___ Material provided ___
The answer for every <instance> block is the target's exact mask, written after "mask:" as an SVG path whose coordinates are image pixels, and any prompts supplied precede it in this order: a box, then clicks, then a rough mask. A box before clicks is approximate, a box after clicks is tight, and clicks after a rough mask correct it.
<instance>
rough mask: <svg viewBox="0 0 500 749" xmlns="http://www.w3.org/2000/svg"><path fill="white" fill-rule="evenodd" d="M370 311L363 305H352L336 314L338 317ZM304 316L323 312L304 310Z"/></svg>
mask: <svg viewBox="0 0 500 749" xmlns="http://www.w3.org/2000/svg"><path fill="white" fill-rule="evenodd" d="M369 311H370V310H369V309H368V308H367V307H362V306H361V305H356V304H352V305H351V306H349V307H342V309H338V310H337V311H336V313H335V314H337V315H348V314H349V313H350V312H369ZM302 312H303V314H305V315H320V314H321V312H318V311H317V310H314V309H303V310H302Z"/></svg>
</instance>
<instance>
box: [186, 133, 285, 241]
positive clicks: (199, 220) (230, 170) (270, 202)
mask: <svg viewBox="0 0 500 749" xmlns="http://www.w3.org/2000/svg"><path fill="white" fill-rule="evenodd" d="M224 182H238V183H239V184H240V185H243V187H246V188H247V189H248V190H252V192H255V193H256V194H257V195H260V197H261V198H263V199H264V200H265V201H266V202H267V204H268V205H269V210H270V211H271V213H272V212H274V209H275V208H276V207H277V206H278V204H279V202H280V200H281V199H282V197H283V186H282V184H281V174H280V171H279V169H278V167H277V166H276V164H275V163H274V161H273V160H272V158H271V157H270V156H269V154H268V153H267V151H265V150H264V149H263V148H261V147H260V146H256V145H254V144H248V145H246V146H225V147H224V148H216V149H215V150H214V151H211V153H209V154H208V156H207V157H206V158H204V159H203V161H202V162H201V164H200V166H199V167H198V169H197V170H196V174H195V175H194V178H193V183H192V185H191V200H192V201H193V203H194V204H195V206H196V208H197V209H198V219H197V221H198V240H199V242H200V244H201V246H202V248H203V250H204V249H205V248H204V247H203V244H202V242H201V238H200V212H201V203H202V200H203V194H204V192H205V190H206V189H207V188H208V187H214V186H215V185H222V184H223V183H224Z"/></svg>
___
___ Material provided ___
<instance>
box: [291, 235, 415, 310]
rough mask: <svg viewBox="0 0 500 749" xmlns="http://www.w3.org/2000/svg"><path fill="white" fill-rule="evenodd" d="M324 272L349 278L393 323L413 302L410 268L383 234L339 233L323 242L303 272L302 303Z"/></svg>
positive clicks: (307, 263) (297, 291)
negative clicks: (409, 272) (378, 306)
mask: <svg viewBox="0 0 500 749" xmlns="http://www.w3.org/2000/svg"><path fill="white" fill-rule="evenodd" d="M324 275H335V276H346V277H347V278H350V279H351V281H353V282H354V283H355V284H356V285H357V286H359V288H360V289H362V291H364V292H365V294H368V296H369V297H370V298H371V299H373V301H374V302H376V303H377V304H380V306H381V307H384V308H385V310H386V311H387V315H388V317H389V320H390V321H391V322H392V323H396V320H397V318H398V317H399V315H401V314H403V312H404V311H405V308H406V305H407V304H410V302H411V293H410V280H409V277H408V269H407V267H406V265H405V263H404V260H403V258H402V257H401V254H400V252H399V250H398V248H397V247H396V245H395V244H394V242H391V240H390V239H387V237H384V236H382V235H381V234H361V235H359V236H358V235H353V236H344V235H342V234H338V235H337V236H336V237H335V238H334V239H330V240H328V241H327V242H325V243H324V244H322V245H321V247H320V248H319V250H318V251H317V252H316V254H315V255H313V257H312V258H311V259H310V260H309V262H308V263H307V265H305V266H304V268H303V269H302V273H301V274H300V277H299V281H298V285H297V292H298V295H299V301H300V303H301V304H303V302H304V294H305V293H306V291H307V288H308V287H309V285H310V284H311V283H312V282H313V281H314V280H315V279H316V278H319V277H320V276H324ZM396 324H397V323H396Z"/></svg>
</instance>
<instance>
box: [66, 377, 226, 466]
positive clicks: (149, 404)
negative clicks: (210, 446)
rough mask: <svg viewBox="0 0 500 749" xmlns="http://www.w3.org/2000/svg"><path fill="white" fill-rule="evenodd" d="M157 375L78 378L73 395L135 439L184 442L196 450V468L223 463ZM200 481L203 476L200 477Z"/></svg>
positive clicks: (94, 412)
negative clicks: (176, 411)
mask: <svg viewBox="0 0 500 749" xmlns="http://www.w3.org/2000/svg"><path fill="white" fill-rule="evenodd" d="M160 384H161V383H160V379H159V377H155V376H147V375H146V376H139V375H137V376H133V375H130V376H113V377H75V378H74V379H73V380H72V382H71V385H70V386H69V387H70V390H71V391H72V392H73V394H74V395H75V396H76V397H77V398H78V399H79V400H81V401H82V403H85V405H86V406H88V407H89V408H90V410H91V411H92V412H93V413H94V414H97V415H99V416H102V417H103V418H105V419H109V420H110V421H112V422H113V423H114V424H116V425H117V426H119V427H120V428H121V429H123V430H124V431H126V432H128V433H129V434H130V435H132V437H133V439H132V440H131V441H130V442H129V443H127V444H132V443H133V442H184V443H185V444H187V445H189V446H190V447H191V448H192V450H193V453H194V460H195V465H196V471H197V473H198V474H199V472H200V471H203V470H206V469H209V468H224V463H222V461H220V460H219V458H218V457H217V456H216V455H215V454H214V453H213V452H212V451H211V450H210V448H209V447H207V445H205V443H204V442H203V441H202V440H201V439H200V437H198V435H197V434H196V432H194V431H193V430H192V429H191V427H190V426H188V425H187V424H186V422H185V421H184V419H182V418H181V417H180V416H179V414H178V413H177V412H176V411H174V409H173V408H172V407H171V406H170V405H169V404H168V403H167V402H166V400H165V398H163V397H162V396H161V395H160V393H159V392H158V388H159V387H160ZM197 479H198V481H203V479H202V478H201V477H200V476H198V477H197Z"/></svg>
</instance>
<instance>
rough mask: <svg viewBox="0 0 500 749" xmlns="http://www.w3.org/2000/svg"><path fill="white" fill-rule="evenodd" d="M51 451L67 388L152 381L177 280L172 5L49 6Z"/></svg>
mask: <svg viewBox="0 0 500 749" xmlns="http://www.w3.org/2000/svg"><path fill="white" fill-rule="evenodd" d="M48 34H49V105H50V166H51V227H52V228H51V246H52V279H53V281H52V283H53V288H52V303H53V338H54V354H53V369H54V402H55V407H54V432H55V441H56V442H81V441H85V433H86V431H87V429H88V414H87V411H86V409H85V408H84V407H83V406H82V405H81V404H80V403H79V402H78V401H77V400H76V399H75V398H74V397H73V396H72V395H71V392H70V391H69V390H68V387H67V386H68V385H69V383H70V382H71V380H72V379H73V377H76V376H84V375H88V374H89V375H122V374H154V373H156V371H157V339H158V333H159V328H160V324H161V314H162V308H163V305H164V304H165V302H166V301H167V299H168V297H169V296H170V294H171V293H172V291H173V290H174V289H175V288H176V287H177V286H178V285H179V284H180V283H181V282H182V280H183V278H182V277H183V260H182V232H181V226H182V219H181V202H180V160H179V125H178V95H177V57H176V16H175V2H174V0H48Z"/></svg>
___
Instruction: Copy every line of the entries above that contains the string "positive", treating uppercase and lowercase letters as different.

Response for this exercise:
positive clicks: (199, 220) (230, 170) (270, 202)
positive clicks: (307, 263) (297, 291)
positive clicks: (149, 404)
positive clicks: (94, 412)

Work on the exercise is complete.